When you reach the line containing "If you could tag each instance of the outstretched" in the entries below, repeat it and each line after it exactly until the entries end.

[Excerpts from a dataset]

■ ■ ■ ■ ■ ■ ■

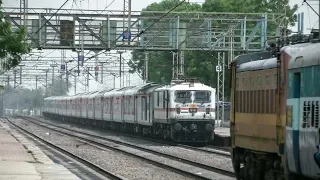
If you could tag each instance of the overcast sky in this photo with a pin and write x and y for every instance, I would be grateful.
(310, 18)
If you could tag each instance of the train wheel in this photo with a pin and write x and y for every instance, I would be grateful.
(269, 175)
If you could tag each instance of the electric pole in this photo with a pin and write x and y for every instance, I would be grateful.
(146, 67)
(75, 84)
(36, 82)
(47, 82)
(88, 74)
(14, 78)
(120, 74)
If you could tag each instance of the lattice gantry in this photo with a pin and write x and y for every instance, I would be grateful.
(177, 31)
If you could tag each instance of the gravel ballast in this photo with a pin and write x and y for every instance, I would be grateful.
(116, 162)
(210, 159)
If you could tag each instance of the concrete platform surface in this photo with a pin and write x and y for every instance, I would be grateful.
(21, 159)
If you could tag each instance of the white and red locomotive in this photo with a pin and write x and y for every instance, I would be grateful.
(183, 112)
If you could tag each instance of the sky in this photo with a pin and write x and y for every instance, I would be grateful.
(310, 21)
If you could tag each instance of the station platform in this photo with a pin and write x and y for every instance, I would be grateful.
(222, 137)
(22, 159)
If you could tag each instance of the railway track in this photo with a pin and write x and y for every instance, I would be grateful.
(210, 150)
(91, 139)
(89, 164)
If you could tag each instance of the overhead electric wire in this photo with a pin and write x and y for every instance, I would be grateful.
(49, 19)
(139, 34)
(311, 8)
(143, 31)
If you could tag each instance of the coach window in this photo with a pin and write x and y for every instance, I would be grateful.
(251, 81)
(259, 80)
(158, 101)
(164, 100)
(237, 82)
(267, 79)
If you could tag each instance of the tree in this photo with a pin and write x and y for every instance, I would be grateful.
(12, 43)
(202, 64)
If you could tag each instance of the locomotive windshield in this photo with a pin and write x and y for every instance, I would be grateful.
(202, 96)
(183, 96)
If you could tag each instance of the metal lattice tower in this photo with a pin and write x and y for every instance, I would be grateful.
(220, 84)
(24, 11)
(127, 18)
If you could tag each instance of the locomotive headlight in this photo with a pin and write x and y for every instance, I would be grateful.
(177, 127)
(209, 127)
(178, 110)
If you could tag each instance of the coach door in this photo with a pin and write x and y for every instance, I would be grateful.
(144, 108)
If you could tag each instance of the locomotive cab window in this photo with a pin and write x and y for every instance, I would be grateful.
(202, 96)
(183, 96)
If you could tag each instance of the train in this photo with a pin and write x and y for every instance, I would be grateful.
(274, 125)
(183, 111)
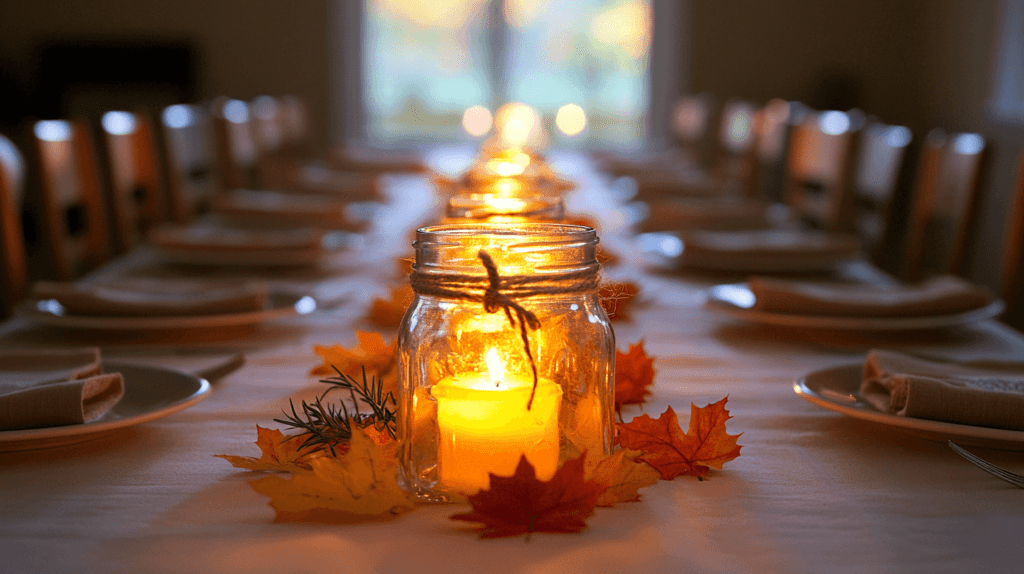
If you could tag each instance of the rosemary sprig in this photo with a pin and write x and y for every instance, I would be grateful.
(324, 426)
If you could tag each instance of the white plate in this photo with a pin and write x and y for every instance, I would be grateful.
(736, 301)
(282, 305)
(839, 389)
(151, 393)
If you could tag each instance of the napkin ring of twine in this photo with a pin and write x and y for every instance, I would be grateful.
(500, 293)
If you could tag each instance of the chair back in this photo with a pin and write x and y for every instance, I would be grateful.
(192, 160)
(942, 215)
(13, 272)
(136, 186)
(237, 151)
(881, 158)
(69, 209)
(819, 166)
(691, 125)
(736, 150)
(773, 128)
(1013, 255)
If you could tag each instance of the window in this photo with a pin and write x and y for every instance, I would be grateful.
(425, 63)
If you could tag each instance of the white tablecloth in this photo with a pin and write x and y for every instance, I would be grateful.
(813, 491)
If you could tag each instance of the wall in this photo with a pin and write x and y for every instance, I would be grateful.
(248, 47)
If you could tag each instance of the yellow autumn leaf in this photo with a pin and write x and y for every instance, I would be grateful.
(278, 453)
(622, 476)
(371, 352)
(361, 484)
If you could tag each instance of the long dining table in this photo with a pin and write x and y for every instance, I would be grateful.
(812, 490)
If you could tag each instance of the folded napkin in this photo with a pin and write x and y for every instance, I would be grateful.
(54, 388)
(154, 298)
(292, 209)
(939, 296)
(214, 238)
(766, 248)
(953, 393)
(705, 213)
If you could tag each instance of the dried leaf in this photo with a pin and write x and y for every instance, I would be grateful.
(279, 452)
(617, 298)
(361, 484)
(371, 352)
(705, 445)
(622, 476)
(634, 376)
(521, 504)
(388, 313)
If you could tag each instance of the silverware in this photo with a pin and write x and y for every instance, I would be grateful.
(997, 472)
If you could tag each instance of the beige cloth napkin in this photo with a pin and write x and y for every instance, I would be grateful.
(214, 238)
(760, 249)
(154, 298)
(938, 296)
(54, 388)
(290, 209)
(953, 393)
(693, 213)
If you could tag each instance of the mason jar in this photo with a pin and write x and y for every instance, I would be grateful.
(505, 352)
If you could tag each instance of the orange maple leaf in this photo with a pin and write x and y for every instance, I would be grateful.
(279, 452)
(521, 504)
(705, 445)
(363, 484)
(621, 476)
(371, 352)
(634, 376)
(388, 313)
(616, 298)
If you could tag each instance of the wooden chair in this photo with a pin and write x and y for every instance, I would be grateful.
(773, 126)
(942, 215)
(819, 167)
(136, 186)
(68, 209)
(190, 160)
(1012, 288)
(881, 159)
(13, 271)
(237, 151)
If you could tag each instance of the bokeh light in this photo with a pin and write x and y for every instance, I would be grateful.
(476, 121)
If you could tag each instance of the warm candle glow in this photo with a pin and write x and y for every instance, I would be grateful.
(484, 426)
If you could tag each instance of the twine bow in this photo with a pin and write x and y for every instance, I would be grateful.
(500, 292)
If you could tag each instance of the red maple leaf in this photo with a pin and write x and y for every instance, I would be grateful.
(705, 445)
(521, 504)
(634, 376)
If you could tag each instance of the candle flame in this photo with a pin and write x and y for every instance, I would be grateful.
(495, 366)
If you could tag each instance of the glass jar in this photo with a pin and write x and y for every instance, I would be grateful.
(495, 209)
(470, 401)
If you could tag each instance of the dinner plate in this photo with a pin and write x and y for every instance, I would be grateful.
(151, 393)
(332, 244)
(669, 252)
(736, 300)
(283, 305)
(839, 389)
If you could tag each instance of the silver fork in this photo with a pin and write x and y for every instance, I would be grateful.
(997, 472)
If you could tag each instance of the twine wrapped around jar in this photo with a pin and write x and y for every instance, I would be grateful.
(497, 293)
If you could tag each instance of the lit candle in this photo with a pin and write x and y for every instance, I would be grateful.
(485, 428)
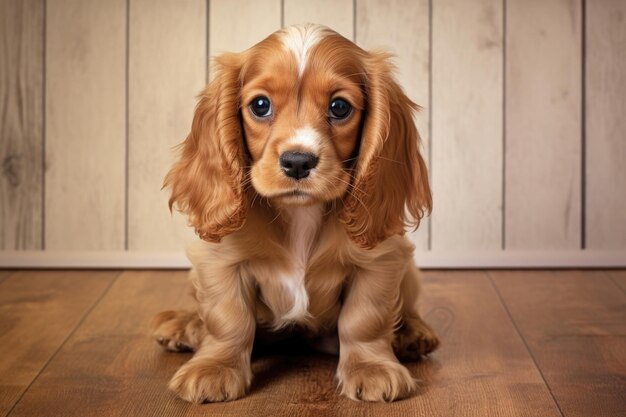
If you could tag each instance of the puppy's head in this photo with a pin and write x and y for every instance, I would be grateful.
(303, 117)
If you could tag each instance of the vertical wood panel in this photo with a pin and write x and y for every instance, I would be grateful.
(85, 124)
(167, 69)
(466, 129)
(402, 26)
(336, 14)
(543, 124)
(606, 124)
(21, 121)
(236, 25)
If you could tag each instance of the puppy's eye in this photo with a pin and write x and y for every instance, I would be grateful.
(339, 109)
(261, 107)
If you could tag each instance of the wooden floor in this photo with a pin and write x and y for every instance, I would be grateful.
(522, 343)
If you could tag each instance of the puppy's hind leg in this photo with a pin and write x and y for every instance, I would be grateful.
(179, 331)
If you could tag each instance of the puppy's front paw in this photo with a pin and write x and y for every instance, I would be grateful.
(376, 381)
(210, 382)
(178, 331)
(414, 340)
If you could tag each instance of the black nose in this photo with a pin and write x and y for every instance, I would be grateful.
(298, 165)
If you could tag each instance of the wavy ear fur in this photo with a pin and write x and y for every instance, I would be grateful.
(206, 181)
(390, 172)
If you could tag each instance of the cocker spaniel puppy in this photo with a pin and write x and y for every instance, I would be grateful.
(300, 173)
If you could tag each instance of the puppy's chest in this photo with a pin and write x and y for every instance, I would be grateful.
(305, 289)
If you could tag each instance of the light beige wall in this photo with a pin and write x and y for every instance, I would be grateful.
(102, 90)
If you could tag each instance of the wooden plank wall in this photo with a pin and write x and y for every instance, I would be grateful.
(522, 118)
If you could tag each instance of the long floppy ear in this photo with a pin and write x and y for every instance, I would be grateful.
(206, 181)
(390, 172)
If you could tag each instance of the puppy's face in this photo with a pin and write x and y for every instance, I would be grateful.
(302, 104)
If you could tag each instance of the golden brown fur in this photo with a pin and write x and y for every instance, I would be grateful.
(324, 255)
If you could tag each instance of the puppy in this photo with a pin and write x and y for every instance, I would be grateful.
(300, 173)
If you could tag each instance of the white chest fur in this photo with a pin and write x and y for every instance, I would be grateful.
(304, 223)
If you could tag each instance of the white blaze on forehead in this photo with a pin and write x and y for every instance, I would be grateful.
(307, 137)
(300, 39)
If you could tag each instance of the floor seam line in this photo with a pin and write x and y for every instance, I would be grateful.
(519, 333)
(69, 336)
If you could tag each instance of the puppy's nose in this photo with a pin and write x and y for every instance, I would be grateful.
(298, 165)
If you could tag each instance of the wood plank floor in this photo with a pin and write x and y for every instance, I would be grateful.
(514, 343)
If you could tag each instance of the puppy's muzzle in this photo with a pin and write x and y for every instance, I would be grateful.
(298, 165)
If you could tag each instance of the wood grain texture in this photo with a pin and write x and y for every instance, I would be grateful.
(167, 69)
(402, 27)
(111, 367)
(619, 277)
(573, 323)
(543, 125)
(466, 130)
(21, 121)
(85, 124)
(336, 14)
(605, 123)
(38, 311)
(236, 25)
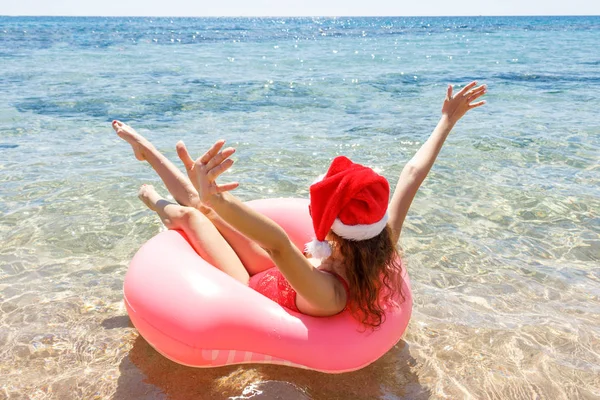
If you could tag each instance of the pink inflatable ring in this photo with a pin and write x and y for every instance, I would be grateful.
(196, 315)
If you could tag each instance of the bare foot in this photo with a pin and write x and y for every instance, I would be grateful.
(137, 141)
(148, 195)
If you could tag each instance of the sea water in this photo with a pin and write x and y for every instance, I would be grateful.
(501, 242)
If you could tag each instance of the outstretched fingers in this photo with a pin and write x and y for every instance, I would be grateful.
(213, 173)
(184, 155)
(466, 88)
(475, 93)
(478, 104)
(213, 151)
(220, 157)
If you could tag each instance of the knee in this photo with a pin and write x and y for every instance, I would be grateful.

■ ■ ■ ■ ■ ■ ■

# Written solution:
If you could tag each instance of the outstretched fingers in this photo with a pin and write x and y for every instance, I would be grateful.
(213, 173)
(184, 155)
(466, 88)
(475, 93)
(478, 104)
(213, 151)
(220, 157)
If you could tag each instance of the knee in this photo with a pin and write x and y for every instance, I would be grateful.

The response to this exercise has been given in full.